=== Input for this task ===
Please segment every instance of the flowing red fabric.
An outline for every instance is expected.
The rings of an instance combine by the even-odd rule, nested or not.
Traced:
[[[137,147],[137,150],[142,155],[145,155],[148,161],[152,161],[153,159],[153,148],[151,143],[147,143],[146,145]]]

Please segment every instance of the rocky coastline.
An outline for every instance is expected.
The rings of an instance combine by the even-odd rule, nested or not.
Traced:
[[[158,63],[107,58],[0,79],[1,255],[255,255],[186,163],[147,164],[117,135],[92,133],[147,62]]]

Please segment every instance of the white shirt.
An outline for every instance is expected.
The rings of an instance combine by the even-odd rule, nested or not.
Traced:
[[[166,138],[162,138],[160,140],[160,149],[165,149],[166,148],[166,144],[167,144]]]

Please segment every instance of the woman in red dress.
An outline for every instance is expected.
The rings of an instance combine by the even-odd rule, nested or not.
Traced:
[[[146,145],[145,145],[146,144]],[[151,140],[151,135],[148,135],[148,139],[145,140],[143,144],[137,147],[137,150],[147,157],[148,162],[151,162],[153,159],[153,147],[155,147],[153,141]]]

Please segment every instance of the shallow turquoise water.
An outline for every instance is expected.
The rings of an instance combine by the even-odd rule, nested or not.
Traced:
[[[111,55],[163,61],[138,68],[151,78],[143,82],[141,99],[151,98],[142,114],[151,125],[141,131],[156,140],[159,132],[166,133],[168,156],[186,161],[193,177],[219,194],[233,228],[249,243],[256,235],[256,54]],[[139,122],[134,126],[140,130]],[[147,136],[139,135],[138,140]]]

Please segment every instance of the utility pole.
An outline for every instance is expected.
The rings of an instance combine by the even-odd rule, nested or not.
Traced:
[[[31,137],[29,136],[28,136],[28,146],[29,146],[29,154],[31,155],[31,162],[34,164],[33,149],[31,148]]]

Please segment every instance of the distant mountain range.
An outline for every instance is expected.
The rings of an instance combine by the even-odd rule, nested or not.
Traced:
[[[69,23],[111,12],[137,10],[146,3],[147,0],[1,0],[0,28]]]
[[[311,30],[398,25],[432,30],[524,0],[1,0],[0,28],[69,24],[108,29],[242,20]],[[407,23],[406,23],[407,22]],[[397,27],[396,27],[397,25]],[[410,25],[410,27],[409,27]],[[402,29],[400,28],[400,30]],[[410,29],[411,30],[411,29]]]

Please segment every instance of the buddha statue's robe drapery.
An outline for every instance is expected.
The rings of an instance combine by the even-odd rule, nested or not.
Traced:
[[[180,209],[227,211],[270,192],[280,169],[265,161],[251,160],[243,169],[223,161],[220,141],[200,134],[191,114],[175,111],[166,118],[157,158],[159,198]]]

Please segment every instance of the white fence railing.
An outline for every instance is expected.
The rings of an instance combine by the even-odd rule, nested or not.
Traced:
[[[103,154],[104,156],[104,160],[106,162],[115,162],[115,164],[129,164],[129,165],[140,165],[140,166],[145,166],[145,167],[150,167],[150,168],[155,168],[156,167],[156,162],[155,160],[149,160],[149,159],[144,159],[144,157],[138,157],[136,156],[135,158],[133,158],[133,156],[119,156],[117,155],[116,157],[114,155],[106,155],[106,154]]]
===
### Work instructions
Swap "even-odd rule" for "nonzero winding rule" everywhere in the rows above. Write all the rows out again, leaving everything else as it was.

### Finished task
Please segment every instance of the flowing red fabric.
An outline for every instance is expected.
The rings of an instance combine by the nonzero winding rule, nested or not.
Traced:
[[[137,147],[137,150],[142,155],[145,155],[148,161],[152,161],[153,159],[153,148],[151,143],[147,143],[146,145]]]

Please segment every instance of the rocky coastline.
An outline for every instance is expected.
The rings of an instance combine by the nonzero winding rule, nested or not.
Traced:
[[[158,63],[107,58],[0,79],[1,255],[255,255],[186,163],[147,164],[117,135],[92,133],[147,62]]]

Please segment every instance of the white shirt.
An outline for every instance is expected.
The rings of an instance combine by the nonzero winding rule, nested or not.
Traced:
[[[166,138],[162,138],[160,140],[160,149],[165,149],[166,148],[166,144],[167,144]]]

Please segment every instance of the woman in red dress.
An outline for every instance is expected.
The rings of an instance combine by the nonzero winding rule, nested or not.
Traced:
[[[146,145],[145,145],[146,144]],[[151,140],[151,135],[148,135],[148,139],[145,140],[143,144],[137,147],[137,150],[147,157],[148,162],[151,162],[153,159],[153,147],[155,147],[153,141]]]

Please segment every instance of the shallow turquoise water.
An outline for every instance is expected.
The rings of an instance combine by the nonzero winding rule, nested or not.
Traced:
[[[111,55],[163,61],[138,68],[151,78],[143,82],[141,99],[151,98],[142,114],[151,125],[141,131],[156,140],[159,132],[166,133],[168,156],[186,161],[193,177],[219,194],[233,228],[249,243],[256,235],[256,54]],[[139,122],[134,126],[140,130]],[[147,136],[139,135],[138,140]]]

Please segment every instance of the utility pole.
An outline for every instance is expected.
The rings of an instance combine by the nonzero winding rule, nested or not.
Traced:
[[[31,137],[29,136],[28,136],[28,146],[29,146],[29,154],[31,155],[31,162],[34,164],[33,149],[31,148]]]

Please segment every instance of the distant mountain range.
An outline for every instance is expected.
The rings of an instance combine by the nonzero winding rule, nested or not.
Traced:
[[[69,23],[111,12],[137,10],[146,3],[147,0],[1,0],[0,28]]]
[[[311,30],[398,25],[432,30],[524,0],[1,0],[0,28],[69,24],[108,29],[242,20]],[[407,23],[406,23],[407,22]],[[397,27],[396,27],[397,25]],[[410,25],[410,27],[409,27]],[[402,29],[400,28],[400,30]],[[410,29],[411,30],[411,29]]]

Please segment every instance of the buddha statue's robe drapery.
An outline for every instance is expected.
The rings of an instance combine by the nonzero winding rule, nested or not.
Traced:
[[[180,209],[227,211],[270,192],[280,169],[265,161],[251,160],[243,169],[223,161],[220,141],[200,134],[191,114],[175,111],[166,118],[157,158],[159,198]]]

Please segment every instance of the white fence railing.
An outline for every instance is expected.
The rings of an instance combine by the nonzero winding rule, nested or not.
Traced:
[[[103,154],[104,156],[104,160],[106,162],[115,162],[115,164],[129,164],[129,165],[140,165],[140,166],[145,166],[145,167],[150,167],[150,168],[155,168],[156,167],[156,162],[155,160],[149,160],[149,159],[144,159],[144,157],[138,157],[136,156],[135,158],[133,158],[133,156],[119,156],[117,155],[116,157],[114,155],[106,155],[106,154]]]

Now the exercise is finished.